Aim of the task - Please pull out every line of the records that contains the word "white", matching case exactly.

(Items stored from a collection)
============

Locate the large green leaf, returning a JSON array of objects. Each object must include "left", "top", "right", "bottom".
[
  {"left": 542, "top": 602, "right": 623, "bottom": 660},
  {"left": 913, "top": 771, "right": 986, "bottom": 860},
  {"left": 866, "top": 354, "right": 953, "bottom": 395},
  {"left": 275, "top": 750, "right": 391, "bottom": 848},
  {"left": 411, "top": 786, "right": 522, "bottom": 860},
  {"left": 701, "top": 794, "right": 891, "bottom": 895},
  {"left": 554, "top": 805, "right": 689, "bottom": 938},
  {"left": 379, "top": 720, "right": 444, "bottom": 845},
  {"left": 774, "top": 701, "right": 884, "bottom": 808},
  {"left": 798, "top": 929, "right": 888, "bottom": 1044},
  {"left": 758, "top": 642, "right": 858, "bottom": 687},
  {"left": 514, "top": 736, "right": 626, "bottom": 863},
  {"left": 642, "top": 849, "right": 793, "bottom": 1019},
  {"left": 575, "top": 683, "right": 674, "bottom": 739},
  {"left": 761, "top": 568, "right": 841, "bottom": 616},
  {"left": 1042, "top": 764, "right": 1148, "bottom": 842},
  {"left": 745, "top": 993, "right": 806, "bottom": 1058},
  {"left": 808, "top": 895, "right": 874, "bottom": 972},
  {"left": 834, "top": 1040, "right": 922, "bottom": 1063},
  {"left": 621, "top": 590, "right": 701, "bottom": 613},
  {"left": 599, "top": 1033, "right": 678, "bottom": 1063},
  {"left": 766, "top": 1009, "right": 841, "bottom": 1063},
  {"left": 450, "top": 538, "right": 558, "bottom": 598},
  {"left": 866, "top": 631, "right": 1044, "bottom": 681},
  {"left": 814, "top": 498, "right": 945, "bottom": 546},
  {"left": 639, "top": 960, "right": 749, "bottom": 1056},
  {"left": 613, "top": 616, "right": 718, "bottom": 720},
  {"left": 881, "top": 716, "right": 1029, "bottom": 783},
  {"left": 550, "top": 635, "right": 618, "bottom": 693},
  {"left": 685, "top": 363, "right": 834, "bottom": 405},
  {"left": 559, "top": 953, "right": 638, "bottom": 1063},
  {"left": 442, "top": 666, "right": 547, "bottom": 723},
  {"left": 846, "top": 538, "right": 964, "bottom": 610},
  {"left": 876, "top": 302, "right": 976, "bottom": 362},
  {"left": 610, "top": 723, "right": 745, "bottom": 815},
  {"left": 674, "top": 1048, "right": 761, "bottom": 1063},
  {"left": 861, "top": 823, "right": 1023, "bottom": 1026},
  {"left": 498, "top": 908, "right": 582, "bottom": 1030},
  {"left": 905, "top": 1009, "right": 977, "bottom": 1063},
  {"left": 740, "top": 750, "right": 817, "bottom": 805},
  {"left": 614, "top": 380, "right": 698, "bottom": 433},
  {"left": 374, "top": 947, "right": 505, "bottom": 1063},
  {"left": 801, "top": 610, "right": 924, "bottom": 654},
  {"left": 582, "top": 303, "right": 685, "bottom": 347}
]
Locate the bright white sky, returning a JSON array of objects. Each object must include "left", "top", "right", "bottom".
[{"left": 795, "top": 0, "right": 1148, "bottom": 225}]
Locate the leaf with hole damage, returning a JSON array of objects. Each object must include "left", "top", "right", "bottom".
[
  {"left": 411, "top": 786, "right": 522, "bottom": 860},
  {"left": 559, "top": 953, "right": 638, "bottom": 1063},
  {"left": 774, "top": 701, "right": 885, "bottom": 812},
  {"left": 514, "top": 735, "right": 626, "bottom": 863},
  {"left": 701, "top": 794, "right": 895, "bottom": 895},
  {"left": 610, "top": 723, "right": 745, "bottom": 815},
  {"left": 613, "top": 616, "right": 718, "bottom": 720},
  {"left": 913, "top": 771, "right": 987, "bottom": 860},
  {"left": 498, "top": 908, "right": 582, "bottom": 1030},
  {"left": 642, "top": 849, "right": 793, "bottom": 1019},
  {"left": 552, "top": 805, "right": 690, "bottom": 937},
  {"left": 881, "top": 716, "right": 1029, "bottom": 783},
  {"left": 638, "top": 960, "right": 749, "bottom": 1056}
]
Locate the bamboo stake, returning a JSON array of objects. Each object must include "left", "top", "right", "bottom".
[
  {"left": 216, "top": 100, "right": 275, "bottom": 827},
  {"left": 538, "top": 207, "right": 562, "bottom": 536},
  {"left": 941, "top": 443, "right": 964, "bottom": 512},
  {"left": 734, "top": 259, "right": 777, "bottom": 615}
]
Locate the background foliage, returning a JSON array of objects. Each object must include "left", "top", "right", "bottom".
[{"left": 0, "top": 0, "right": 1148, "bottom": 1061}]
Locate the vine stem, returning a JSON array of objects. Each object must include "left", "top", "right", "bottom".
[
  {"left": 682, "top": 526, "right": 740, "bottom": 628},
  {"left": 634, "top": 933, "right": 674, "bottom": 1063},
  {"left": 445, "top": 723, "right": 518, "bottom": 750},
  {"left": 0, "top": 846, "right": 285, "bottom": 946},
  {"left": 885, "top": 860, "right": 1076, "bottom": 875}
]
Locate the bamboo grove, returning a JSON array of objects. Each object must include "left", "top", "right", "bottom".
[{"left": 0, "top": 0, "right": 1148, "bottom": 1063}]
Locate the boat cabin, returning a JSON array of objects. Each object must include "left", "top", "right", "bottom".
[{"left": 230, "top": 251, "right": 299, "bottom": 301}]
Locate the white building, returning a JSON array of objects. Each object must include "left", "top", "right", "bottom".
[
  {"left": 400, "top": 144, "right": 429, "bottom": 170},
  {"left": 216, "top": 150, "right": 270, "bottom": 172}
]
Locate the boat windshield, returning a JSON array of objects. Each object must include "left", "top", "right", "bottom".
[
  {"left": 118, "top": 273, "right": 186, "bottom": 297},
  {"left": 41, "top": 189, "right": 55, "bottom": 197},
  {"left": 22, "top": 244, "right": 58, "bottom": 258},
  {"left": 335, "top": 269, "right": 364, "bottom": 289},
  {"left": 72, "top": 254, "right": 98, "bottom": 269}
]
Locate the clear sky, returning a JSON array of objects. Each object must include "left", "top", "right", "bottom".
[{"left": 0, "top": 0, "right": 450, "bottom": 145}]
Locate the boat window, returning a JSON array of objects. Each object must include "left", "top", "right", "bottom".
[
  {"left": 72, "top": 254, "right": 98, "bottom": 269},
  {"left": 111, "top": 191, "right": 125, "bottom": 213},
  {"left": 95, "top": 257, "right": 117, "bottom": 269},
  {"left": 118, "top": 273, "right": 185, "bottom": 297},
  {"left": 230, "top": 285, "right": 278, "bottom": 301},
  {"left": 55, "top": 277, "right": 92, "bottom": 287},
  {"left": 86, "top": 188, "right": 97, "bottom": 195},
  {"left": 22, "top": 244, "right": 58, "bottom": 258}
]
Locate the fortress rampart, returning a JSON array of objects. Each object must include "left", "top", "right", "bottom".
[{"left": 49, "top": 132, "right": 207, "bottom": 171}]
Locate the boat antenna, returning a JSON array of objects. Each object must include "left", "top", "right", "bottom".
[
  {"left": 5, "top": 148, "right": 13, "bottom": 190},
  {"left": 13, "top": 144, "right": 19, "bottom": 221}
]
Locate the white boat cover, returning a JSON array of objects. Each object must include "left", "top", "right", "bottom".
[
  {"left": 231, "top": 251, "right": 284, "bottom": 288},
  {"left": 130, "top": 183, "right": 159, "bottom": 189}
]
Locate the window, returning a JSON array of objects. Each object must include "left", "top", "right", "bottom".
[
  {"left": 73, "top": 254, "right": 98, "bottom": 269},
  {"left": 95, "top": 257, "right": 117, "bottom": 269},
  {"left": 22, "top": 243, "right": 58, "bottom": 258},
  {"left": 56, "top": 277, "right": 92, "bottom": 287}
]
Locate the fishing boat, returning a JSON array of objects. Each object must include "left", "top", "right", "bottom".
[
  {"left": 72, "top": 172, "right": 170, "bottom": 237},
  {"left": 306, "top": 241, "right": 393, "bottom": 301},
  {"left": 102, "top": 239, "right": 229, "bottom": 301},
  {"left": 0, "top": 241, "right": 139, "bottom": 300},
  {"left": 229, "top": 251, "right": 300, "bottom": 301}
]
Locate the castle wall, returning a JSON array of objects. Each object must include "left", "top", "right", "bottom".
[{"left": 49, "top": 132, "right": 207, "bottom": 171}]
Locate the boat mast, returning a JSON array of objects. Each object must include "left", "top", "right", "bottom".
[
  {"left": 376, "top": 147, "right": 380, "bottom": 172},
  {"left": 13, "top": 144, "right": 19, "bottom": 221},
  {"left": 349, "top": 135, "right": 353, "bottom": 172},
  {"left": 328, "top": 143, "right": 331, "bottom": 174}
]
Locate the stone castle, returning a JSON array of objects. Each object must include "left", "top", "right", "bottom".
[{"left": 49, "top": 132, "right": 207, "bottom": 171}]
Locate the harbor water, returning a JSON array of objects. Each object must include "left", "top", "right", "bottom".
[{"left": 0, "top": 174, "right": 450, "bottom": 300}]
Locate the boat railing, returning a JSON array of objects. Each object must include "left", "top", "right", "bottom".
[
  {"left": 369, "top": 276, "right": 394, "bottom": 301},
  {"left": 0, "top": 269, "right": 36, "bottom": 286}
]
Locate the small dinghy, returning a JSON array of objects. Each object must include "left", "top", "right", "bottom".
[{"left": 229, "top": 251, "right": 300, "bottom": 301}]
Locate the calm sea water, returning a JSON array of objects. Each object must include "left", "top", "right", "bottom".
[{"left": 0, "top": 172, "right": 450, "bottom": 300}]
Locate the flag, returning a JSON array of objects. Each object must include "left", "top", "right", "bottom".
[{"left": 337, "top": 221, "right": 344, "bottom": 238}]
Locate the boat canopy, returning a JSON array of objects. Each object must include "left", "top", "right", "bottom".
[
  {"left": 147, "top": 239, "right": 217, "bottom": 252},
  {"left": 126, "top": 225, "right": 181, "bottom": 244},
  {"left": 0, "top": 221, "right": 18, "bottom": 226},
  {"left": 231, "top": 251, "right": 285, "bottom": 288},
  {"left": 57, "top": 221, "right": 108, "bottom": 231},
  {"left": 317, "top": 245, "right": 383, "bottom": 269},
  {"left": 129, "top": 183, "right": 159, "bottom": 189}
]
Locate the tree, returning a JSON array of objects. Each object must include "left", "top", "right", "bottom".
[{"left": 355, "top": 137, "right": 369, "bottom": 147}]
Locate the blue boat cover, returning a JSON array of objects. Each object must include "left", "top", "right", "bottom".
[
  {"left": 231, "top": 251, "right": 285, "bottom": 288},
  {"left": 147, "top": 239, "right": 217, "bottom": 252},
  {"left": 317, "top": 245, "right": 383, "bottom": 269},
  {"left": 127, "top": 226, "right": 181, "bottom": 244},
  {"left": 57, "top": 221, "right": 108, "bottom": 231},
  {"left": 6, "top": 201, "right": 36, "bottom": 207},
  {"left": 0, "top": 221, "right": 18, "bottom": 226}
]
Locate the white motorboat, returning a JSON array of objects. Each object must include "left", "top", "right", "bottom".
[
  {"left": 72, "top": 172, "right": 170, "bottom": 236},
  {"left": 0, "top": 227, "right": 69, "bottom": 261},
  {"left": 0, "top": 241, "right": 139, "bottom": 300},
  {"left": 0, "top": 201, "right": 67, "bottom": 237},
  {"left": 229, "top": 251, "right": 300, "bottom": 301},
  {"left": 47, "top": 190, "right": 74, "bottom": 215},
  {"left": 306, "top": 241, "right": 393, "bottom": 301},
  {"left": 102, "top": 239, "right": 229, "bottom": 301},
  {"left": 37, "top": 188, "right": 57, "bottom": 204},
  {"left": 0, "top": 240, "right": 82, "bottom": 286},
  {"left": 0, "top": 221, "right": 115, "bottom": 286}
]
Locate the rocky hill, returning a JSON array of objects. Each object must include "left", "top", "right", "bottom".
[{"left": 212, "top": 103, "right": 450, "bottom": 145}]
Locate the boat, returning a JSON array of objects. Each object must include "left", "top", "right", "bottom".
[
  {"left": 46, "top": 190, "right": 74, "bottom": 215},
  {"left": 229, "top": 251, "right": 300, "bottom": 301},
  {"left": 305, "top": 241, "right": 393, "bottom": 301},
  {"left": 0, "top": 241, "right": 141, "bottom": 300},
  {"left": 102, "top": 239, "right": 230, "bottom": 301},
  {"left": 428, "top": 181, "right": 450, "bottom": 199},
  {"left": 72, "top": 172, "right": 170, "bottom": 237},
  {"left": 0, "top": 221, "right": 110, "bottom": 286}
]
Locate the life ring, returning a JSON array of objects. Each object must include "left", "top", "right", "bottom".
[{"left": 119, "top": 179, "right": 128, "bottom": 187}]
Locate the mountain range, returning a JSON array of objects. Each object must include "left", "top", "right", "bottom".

============

Expected answer -
Locate the bright white sky, returning a JSON array of objects. Each object must include "left", "top", "right", "bottom".
Locate the white building, returning a JSON array of objects. Each object must include "left", "top", "right", "bottom".
Locate the white boat cover, returning a JSON array of objects. Each object must include "left", "top", "right", "bottom".
Locate the white motorboat, returning a JSON array of objects. Each object must include "left", "top", "right", "bottom".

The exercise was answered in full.